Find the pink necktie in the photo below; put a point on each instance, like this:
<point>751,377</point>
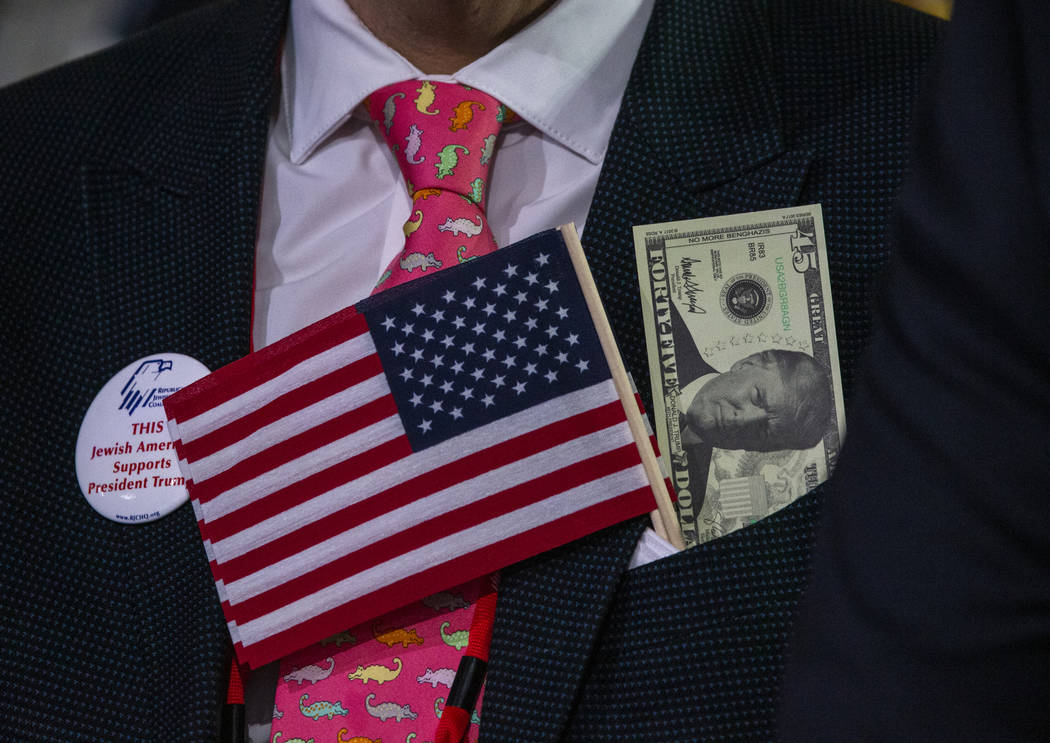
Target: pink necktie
<point>443,135</point>
<point>389,679</point>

What you need to do — Reproduce the records, all of them, word for word; omit the pictures.

Result of the exercise —
Find the pink necktie in the photo below; put a point on each instance, like this:
<point>751,377</point>
Target: pink necktie
<point>443,135</point>
<point>389,679</point>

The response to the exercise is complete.